• [Image point grounding data]
□ □ □ □

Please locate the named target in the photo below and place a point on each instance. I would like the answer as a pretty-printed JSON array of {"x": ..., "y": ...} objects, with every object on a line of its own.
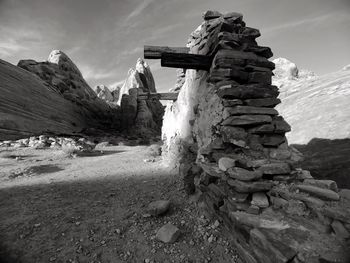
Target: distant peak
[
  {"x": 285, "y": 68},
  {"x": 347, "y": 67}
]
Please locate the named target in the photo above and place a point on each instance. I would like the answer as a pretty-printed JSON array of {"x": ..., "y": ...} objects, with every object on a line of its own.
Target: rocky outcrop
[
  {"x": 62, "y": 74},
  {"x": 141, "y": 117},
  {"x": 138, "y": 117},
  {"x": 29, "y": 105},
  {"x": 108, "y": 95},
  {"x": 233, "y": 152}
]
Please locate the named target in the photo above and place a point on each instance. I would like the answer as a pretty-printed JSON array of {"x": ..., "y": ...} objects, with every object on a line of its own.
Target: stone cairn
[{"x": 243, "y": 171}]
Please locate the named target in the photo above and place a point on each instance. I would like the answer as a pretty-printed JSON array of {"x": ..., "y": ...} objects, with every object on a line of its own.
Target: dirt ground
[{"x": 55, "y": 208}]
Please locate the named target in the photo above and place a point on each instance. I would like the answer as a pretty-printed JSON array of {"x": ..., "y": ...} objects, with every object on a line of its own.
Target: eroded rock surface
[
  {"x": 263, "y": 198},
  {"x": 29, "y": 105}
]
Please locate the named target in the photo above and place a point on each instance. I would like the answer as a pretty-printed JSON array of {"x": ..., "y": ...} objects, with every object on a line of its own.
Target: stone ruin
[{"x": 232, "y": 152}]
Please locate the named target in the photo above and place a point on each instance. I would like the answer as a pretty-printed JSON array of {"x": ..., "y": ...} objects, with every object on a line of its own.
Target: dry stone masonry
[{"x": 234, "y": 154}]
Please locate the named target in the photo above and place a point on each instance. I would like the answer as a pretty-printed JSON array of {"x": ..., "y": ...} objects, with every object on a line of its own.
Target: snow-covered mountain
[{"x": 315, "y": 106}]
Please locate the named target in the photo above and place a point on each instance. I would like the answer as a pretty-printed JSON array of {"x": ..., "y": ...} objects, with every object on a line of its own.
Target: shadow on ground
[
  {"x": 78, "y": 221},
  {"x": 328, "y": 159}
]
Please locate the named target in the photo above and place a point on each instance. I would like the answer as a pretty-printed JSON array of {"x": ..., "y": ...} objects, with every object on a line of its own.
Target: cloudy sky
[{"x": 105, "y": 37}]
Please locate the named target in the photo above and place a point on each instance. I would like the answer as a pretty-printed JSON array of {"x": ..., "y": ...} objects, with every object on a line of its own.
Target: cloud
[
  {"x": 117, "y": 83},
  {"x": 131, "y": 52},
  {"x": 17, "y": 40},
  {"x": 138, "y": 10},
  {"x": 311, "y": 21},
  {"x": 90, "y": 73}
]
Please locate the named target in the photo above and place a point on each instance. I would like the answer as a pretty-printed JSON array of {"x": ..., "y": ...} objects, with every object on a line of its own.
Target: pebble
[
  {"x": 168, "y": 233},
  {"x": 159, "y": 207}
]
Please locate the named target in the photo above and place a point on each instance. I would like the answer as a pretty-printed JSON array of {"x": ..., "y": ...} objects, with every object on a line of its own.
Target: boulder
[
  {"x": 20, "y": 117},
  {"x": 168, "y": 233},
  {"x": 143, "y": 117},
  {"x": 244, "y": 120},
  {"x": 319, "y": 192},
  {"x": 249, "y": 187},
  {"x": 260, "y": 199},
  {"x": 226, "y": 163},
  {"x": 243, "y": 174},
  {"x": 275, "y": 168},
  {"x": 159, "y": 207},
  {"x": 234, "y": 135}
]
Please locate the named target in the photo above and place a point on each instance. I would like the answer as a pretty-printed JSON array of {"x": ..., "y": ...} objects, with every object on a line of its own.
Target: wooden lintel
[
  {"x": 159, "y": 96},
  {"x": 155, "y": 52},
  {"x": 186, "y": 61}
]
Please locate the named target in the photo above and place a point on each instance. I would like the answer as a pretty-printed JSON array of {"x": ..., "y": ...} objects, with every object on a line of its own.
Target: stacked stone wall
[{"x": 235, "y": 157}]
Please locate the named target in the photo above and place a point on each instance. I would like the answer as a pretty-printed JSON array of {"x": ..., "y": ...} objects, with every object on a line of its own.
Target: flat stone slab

□ □ □ □

• [REQUIREMENT] With the pictures dropped, give every entry above again exactly.

• [EXERCISE OUTPUT]
Please locate the named target in the photo below and place a point on each instance. I would like the answer as a pretty-printed JSON array of {"x": ..., "y": ...} objects, with every object on a line of its own.
Target: distant peak
[
  {"x": 285, "y": 68},
  {"x": 347, "y": 67}
]
Please locate the named target in the photo above and place a point on each instance. I would like the answer as a pretty-printed JSON array of {"x": ..., "y": ...} objects, with every object on a line of its own.
Target: rocky outcrop
[
  {"x": 62, "y": 74},
  {"x": 141, "y": 117},
  {"x": 138, "y": 117},
  {"x": 29, "y": 105},
  {"x": 108, "y": 95},
  {"x": 233, "y": 152}
]
Please locate the named target in the photo above and place a point on each instance. I would like the answer as a pretty-printed JSON array of {"x": ..., "y": ...} objects, with every object on a line of its own.
Target: stone cairn
[{"x": 243, "y": 171}]
Please locate the named target in the photo above and place a point on each instance. I would like the answer as a pretty-printed JSON array of {"x": ..., "y": ...} objects, with every object on a line of its own.
Target: dirt ground
[{"x": 55, "y": 208}]
Please locate the named target in the photo above and place a point on each instance. I would like the answer as a pretty-printed JSON array of {"x": ..., "y": ...} objects, with every object on a line of its own.
Target: eroded rock surface
[
  {"x": 263, "y": 198},
  {"x": 29, "y": 105}
]
Please locate the named target in the photo above and place a point on each instance. I would like the answer as a pretty-printed JSON array of {"x": ..., "y": ...} objects, with every object on a line of its own.
Target: stone ruin
[{"x": 232, "y": 152}]
Please locate the named target in the photo above and place a point on each instance. I would like the answer as a pretty-printed JSON array of {"x": ..., "y": ...} objects, with every object on a line of its own.
Target: dry stone masonry
[{"x": 234, "y": 154}]
Please locate the named target in the photo above and place a point on each instance. I would like the answer as a pretty-printed JSON array of {"x": ..., "y": ...} objects, with every object on a line of its own.
Target: snow-covered mountain
[{"x": 315, "y": 106}]
Please locate the named target in the photo above and place a point on each instance. I would like the answer as a pretty-printed JSON array of {"x": ..., "y": ...} objects, with every object on a line of its own.
Target: shadow on ground
[
  {"x": 78, "y": 221},
  {"x": 328, "y": 159}
]
Please locate the named target in the photo above and place a point on each instance. I would like the answer as a pretty-printed JSON array of {"x": ..., "y": ...} objects, with every object on a line of its own.
Target: cloudy sky
[{"x": 105, "y": 37}]
Please locate the named target in the photo above and place a point on each instance. I would like the answer as a pretty-printed JSON array of {"x": ..., "y": ...} objects, with every object on a line of its own.
Target: cloud
[
  {"x": 117, "y": 83},
  {"x": 131, "y": 52},
  {"x": 17, "y": 40},
  {"x": 138, "y": 10},
  {"x": 311, "y": 21},
  {"x": 90, "y": 73}
]
Please locate the named target in the photo above and place a point on each instance. I would like the answer as a pretty-printed JSON array of {"x": ..., "y": ...} objects, with every object on a line of its own.
Target: pebble
[
  {"x": 168, "y": 233},
  {"x": 159, "y": 207}
]
Please locate the named target in the photo above and place a point on each instance. I would like the answer as a pretty-printed JSON array of {"x": ..., "y": ...} objects, with every object on a line of its own.
Target: boulder
[
  {"x": 20, "y": 117},
  {"x": 168, "y": 233},
  {"x": 143, "y": 117},
  {"x": 244, "y": 120},
  {"x": 319, "y": 192},
  {"x": 249, "y": 187},
  {"x": 260, "y": 199},
  {"x": 226, "y": 163},
  {"x": 243, "y": 174},
  {"x": 275, "y": 168},
  {"x": 159, "y": 207},
  {"x": 234, "y": 135}
]
Please locate the named target in the photo above and place a point on each instance. I would like the answer as a pretty-printed JSON array of {"x": ..., "y": ...} objects, with every object on a line of its own.
Target: wooden lintel
[
  {"x": 159, "y": 96},
  {"x": 155, "y": 52},
  {"x": 186, "y": 61}
]
Please locate the named target in the photo above and place a point on each instance. I would like the answer as a pretty-printed JSON array of {"x": ..., "y": ...} objects, with every object on a line of its own.
Target: stacked stone wall
[{"x": 235, "y": 157}]
Please locate the named target in the photo above and place a point on each instance. I would like the answer as a pretty-printed JSON array of {"x": ..., "y": ...} objects, with every object on a line of its own.
Target: flat stone slab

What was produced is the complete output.